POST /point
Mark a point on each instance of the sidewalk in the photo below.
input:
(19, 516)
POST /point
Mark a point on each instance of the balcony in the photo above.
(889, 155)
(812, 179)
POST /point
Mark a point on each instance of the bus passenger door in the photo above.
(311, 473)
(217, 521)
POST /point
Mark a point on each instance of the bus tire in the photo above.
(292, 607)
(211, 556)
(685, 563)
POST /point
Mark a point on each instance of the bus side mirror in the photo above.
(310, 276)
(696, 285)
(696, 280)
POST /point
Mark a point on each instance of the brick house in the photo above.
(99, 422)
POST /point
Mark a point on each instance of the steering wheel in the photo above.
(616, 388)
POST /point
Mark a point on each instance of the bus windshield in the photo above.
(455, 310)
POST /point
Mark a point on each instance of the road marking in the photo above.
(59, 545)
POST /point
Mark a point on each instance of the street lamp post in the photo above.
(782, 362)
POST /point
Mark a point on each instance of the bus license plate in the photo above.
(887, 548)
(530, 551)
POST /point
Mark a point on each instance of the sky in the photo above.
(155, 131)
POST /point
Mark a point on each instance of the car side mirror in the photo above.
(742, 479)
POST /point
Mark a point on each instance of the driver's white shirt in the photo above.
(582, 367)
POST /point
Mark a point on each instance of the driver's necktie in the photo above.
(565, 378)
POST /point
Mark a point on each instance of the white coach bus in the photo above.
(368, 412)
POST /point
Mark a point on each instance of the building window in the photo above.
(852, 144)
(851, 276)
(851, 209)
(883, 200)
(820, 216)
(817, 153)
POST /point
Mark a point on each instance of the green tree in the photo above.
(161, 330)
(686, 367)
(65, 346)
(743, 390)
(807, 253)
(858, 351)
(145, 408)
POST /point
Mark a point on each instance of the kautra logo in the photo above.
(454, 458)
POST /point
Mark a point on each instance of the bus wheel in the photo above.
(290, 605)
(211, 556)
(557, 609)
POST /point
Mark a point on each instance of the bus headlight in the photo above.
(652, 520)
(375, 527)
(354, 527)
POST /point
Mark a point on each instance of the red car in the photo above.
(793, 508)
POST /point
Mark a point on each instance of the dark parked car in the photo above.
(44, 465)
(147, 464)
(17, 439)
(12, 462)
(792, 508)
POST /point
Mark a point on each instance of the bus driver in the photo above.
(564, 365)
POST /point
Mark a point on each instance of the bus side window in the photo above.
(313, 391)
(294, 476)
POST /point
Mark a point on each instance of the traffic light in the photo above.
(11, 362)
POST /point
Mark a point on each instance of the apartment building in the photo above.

> _Set exercise_: Could you show every line of the records above that contains the word "white"? Case counts.

> _Output below_:
Mark a point on each instance of the driver's white shirt in the photo above.
Mark a point on each instance of the white coach bus in the photo above.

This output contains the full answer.